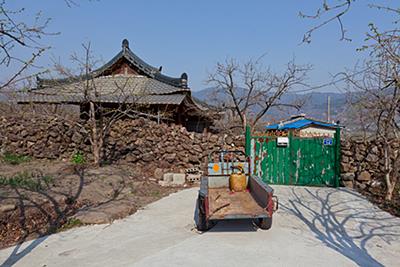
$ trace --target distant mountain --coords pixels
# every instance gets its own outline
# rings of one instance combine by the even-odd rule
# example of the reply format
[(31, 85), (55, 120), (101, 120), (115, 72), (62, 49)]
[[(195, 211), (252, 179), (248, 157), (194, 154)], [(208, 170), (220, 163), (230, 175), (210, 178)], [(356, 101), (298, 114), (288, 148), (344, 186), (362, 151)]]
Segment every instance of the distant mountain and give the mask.
[[(240, 88), (238, 92), (241, 93)], [(243, 90), (244, 94), (244, 90)], [(229, 99), (229, 96), (217, 92), (214, 88), (205, 88), (200, 91), (192, 92), (192, 95), (199, 99), (202, 102), (207, 103), (208, 105), (217, 106), (222, 102), (226, 102)], [(332, 120), (340, 120), (341, 113), (346, 108), (346, 94), (343, 93), (332, 93), (332, 92), (311, 92), (306, 94), (296, 94), (296, 93), (288, 93), (282, 97), (282, 102), (290, 103), (295, 101), (296, 99), (300, 99), (305, 102), (301, 110), (297, 111), (293, 108), (288, 109), (271, 109), (266, 115), (266, 121), (278, 121), (285, 118), (290, 117), (290, 115), (305, 113), (307, 116), (326, 120), (327, 119), (327, 110), (328, 110), (328, 96), (331, 99), (331, 118)], [(257, 112), (259, 109), (253, 108), (253, 112)]]

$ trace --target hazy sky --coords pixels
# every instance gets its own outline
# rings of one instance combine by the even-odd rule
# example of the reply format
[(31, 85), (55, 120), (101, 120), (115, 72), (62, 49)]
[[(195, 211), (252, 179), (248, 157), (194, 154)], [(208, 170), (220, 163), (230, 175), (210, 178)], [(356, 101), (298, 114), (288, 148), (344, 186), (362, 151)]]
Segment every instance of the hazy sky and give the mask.
[(107, 62), (127, 38), (134, 53), (155, 67), (162, 65), (163, 73), (179, 77), (187, 72), (193, 90), (207, 87), (204, 81), (216, 62), (227, 57), (257, 58), (264, 53), (264, 64), (276, 71), (295, 57), (297, 63), (314, 66), (311, 83), (327, 82), (365, 56), (356, 48), (363, 44), (369, 22), (393, 27), (388, 13), (371, 9), (368, 3), (396, 2), (355, 1), (343, 18), (352, 42), (339, 41), (339, 27), (333, 22), (316, 32), (311, 44), (300, 44), (303, 34), (317, 22), (302, 19), (298, 13), (312, 13), (322, 0), (74, 1), (78, 6), (68, 7), (63, 0), (7, 1), (11, 8), (24, 7), (26, 19), (42, 11), (52, 18), (48, 31), (60, 32), (42, 40), (52, 48), (39, 65), (50, 67), (56, 58), (70, 66), (70, 55), (83, 53), (81, 44), (88, 41), (96, 57)]

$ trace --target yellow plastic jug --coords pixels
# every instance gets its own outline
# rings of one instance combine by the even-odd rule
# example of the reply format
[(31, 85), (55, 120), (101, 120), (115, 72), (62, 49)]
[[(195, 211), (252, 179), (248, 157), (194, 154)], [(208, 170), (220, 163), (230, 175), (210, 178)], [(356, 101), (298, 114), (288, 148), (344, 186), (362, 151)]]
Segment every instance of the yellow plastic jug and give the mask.
[(229, 189), (233, 192), (240, 192), (247, 189), (246, 175), (241, 166), (237, 167), (238, 171), (229, 176)]

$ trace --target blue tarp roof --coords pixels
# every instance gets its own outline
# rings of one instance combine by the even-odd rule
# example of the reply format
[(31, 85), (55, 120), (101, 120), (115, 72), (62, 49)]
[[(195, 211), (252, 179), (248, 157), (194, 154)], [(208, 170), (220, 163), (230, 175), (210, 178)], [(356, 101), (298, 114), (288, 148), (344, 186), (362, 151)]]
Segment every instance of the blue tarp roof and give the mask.
[(310, 119), (300, 119), (295, 121), (288, 121), (283, 123), (275, 123), (265, 126), (267, 130), (289, 130), (289, 129), (301, 129), (309, 125), (317, 125), (322, 127), (338, 128), (339, 125), (333, 123), (325, 123)]

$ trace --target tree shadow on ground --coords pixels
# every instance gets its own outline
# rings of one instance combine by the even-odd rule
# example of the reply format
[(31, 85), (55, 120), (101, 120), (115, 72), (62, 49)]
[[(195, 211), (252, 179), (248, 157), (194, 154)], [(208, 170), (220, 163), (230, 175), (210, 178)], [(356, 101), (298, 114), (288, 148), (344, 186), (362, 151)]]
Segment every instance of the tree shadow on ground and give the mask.
[[(364, 198), (346, 189), (298, 189), (293, 188), (288, 200), (280, 203), (283, 210), (299, 218), (327, 247), (358, 266), (384, 266), (370, 254), (367, 244), (375, 238), (390, 244), (400, 236), (399, 220), (363, 205)], [(349, 197), (339, 198), (343, 192)]]

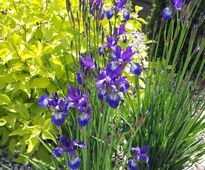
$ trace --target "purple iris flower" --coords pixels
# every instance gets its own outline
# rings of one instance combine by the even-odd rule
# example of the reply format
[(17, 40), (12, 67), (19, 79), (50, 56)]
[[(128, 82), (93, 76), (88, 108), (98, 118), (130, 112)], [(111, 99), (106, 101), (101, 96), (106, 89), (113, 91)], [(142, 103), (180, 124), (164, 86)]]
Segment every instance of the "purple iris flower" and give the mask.
[(79, 85), (83, 84), (83, 78), (82, 78), (82, 73), (78, 73), (76, 76), (76, 80), (78, 82)]
[(133, 160), (133, 159), (128, 160), (127, 165), (128, 165), (128, 168), (130, 170), (138, 170), (138, 165), (137, 165), (137, 161), (136, 160)]
[(53, 149), (53, 156), (55, 158), (60, 157), (62, 155), (62, 153), (64, 152), (62, 147), (56, 147)]
[(172, 1), (174, 8), (177, 11), (181, 11), (183, 7), (183, 0), (173, 0)]
[(99, 11), (100, 8), (102, 8), (102, 0), (96, 0), (96, 1), (92, 0), (92, 1), (91, 1), (91, 4), (90, 4), (90, 13), (91, 13), (92, 15), (95, 14), (95, 10), (96, 10), (96, 11)]
[(78, 123), (80, 126), (86, 126), (90, 122), (90, 107), (87, 108), (86, 113), (81, 113), (78, 116)]
[(80, 163), (81, 163), (80, 158), (76, 157), (76, 158), (72, 158), (68, 162), (68, 166), (70, 167), (70, 169), (76, 170), (76, 169), (78, 169), (80, 167)]
[(78, 102), (82, 96), (82, 93), (78, 87), (74, 88), (68, 86), (68, 99), (72, 102)]
[(95, 64), (88, 54), (86, 54), (85, 58), (82, 55), (80, 55), (80, 63), (81, 66), (84, 68), (84, 71), (92, 70), (95, 68)]
[(100, 89), (98, 91), (98, 99), (103, 100), (106, 94), (107, 94), (106, 89)]
[(149, 156), (147, 155), (149, 147), (148, 146), (135, 147), (135, 148), (132, 148), (132, 150), (134, 151), (135, 158), (128, 160), (129, 169), (137, 170), (139, 160), (144, 160), (147, 164), (147, 167), (149, 167)]
[(60, 142), (60, 146), (53, 149), (54, 157), (60, 157), (63, 152), (66, 152), (71, 157), (68, 161), (68, 166), (73, 170), (78, 169), (80, 167), (81, 160), (76, 157), (76, 152), (79, 148), (85, 148), (85, 143), (69, 140), (65, 136), (60, 137), (58, 141)]
[(120, 67), (119, 62), (111, 61), (107, 64), (106, 75), (109, 76), (111, 79), (116, 79), (121, 74), (122, 68)]
[(38, 105), (41, 107), (41, 108), (45, 108), (48, 106), (48, 95), (42, 95), (41, 97), (39, 97), (38, 99)]
[(128, 62), (131, 60), (131, 57), (133, 56), (133, 51), (132, 51), (132, 47), (128, 46), (126, 48), (126, 50), (122, 53), (121, 59), (123, 62)]
[(130, 87), (130, 83), (127, 80), (124, 80), (119, 87), (119, 91), (123, 92), (123, 93), (127, 93), (128, 89)]
[(117, 2), (116, 7), (117, 7), (118, 9), (122, 9), (122, 8), (125, 7), (126, 3), (127, 3), (126, 0), (119, 0), (119, 1)]
[(106, 95), (106, 102), (114, 109), (118, 107), (120, 100), (120, 95), (117, 92)]
[(162, 16), (163, 16), (163, 19), (165, 21), (168, 21), (171, 19), (173, 15), (173, 9), (171, 7), (166, 7), (164, 8), (164, 10), (162, 11)]
[(56, 126), (62, 126), (63, 123), (65, 122), (66, 114), (63, 112), (55, 112), (51, 116), (52, 123)]
[(135, 147), (132, 148), (132, 150), (135, 152), (135, 160), (139, 161), (140, 159), (143, 159), (146, 161), (147, 166), (149, 167), (149, 156), (147, 156), (147, 151), (149, 150), (148, 146), (144, 146), (142, 148)]
[(101, 47), (98, 48), (98, 54), (103, 55), (103, 53), (104, 53), (104, 47), (101, 46)]
[(99, 18), (99, 19), (100, 19), (100, 20), (103, 20), (104, 16), (105, 16), (105, 12), (103, 11), (102, 14), (100, 15), (100, 18)]
[(114, 15), (113, 8), (111, 8), (110, 10), (106, 11), (106, 17), (107, 17), (108, 20), (110, 20), (113, 17), (113, 15)]
[(112, 38), (112, 37), (107, 36), (107, 46), (109, 48), (116, 46), (119, 39), (120, 39), (120, 37)]
[(127, 9), (124, 10), (123, 17), (125, 21), (128, 21), (130, 19), (130, 12)]
[(121, 24), (119, 27), (119, 35), (124, 34), (125, 33), (125, 24)]
[(126, 36), (126, 35), (124, 35), (124, 36), (122, 37), (122, 42), (123, 42), (123, 43), (126, 43), (126, 42), (127, 42), (127, 36)]
[(53, 93), (52, 98), (48, 99), (48, 106), (55, 108), (57, 104), (58, 104), (58, 94)]
[(138, 63), (130, 62), (130, 72), (135, 74), (136, 76), (139, 76), (142, 72), (142, 68)]
[[(112, 61), (109, 64), (115, 62), (118, 63), (117, 61)], [(127, 77), (119, 77), (120, 75), (117, 75), (115, 71), (110, 73), (106, 70), (105, 74), (105, 72), (101, 70), (99, 79), (95, 83), (95, 87), (98, 88), (99, 100), (106, 99), (106, 102), (112, 108), (117, 108), (120, 103), (121, 97), (119, 93), (127, 93), (130, 86), (126, 80)]]
[(116, 46), (113, 50), (113, 53), (111, 53), (110, 58), (113, 61), (119, 61), (120, 63), (126, 63), (131, 60), (131, 57), (133, 56), (132, 47), (129, 46), (126, 48), (125, 51), (122, 51), (120, 46)]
━━━━━━━━━━━━━━━━
> Goal: Gather every line in the items above that contains the string "iris", and copy each one verbatim.

> Answer to the problem:
$ trace --target "purple iris flower" --coords pixels
Segment every instance of the "purple iris flower" and give the mask.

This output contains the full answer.